■ **PASSAGE TO READ**
━━━━━━━━━━

I presume this has been tested with some stress testing bonie++ etc.

> +void arch_setup_dma_ops(struct device *dev, u64 dma_base, u64 size,
> +			const struct iommu_ops *iommu, bool coherent)
> +{
> +	/*
> +	 * IOC hardware snoops all DMA traffic keeping the caches consistent
> +	 * with memory - eliding need for any explicit cache maintenance of
> +	 * DMA buffers - so we can use dma_direct cache ops.
> +	 */
> +	if (is_isa_arcv2() && ioc_enable && coherent) {
> +		set_dma_ops(dev, &dma_direct_ops);
> +		dev_info(dev, "use dma_direct_ops cache ops\n");
> +	} else {
> +		set_dma_ops(dev, &dma_noncoherent_ops);
> +		dev_info(dev, "use dma_noncoherent_ops cache ops\n");
> +	}
> +}

And further to Christoph's comment, if we decide to skip the branch, please add a
comment that it is already set in generic code etc.

━━━━━━━━━━

■ **DATA SHOWN**
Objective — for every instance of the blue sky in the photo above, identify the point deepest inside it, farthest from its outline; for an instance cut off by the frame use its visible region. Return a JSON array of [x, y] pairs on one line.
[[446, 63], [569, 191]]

━━━━━━━━━━

■ **WHAT YOU SHOULD DO**
Please reproduce, word for word, the part of the DMA patch review above that opens with the words containing "I presume this" and closes with "iommu_ops *iommu, bool coherent)".

■ **WRITTEN SOLUTION**
I presume this has been tested with some stress testing bonie++ etc.

> +void arch_setup_dma_ops(struct device *dev, u64 dma_base, u64 size,
> +			const struct iommu_ops *iommu, bool coherent)